# Found a good hotdog!



## Jeff (Jan 2, 2005)

Summertime - tis the season for grilling hotdogs.

Been searching for a while to find a good hotdog that dosn't leave me feeling ill afterwards. I've always suspected it was the meat quality and generous portion of preservatives that gives people that not so good feeling.

So one day while in my local grocery store I noticed a new brand of hotdogs. I read the ingrediants list and was very surprised to find no nitrites or other preservatives. And add to that, no hormones or antibiotics used. Whoohoo jackpot! 

I get home and fire up the bbq to try these suckers out. Let me tell you, these are the best tasting dogs I've ever had. Didn't feel ill afterwards and didn't have those nasty burps either (you guys know what I'm talking about). Only drawback is they are a tad on they pricey side making them a treat now and then.

Anyway, long story short..... these are some damn tasty hotdogs that leave out all the unhealthy junk.

Check them out here. 
Press Release


----------



## boonedoggle (Jun 23, 2006)

Jeff said:


> Summertime - tis the season for grilling hotdogs.
> 
> Been searching for a while to find a good hotdog that dosn't leave me feeling ill afterwards. I've always suspected it was the meat quality and generous portion of preservatives that gives people that not so good feeling.
> 
> ...


all those chemicals make them tasty! Besides, I like mine drowned in chili, when I want to treat myself! :dr


----------



## SmokeyJoe (Oct 3, 2006)

Sounds great... but like Boondoggle, I would just then add all the chemicals and unhealthy stuff anyway. Glad they worked out so well for you. :ss


----------



## Darrell (Aug 12, 2007)

I keep squeeze bottles of those chemicals on my kitchen table. They go great on EVERYTHING!

OK, on a serious note. I'm a big hot dog fan and it's nice to see some "natural" type dogs on the market. I'm sure it will make a lot of people very happy, I'll just keep eating the jasper's dogs though. They pop when you bite them and are great with chili, cheese, and onions. :tu


----------



## zipper (Jun 19, 2007)

Haven't had a hot dog in years. Anyone ever read Upton Sinclair?

* DATA PROVIDED

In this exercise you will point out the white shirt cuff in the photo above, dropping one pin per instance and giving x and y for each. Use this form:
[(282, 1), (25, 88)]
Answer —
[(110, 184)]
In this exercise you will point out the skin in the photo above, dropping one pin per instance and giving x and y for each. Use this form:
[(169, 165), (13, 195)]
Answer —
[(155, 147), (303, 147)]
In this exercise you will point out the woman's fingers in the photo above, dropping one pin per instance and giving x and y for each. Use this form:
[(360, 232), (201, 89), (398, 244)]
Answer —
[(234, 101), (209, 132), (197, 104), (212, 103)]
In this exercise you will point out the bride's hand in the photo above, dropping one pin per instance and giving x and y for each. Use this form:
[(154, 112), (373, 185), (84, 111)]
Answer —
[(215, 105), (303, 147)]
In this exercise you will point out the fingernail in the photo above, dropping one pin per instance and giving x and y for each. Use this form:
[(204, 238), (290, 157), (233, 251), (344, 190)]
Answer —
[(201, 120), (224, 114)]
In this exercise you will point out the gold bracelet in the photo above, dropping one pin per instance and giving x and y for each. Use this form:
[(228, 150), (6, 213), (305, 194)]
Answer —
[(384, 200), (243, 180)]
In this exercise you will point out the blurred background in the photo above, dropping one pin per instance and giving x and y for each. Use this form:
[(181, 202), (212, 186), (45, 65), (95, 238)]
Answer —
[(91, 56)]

* WHAT THIS TASK INVOLVES
In the hotdog thread, what drawback does Jeff mention about the new brand?

* EXERCISE ANSWER
They're a bit pricey, so he can only have them as a treat now and then.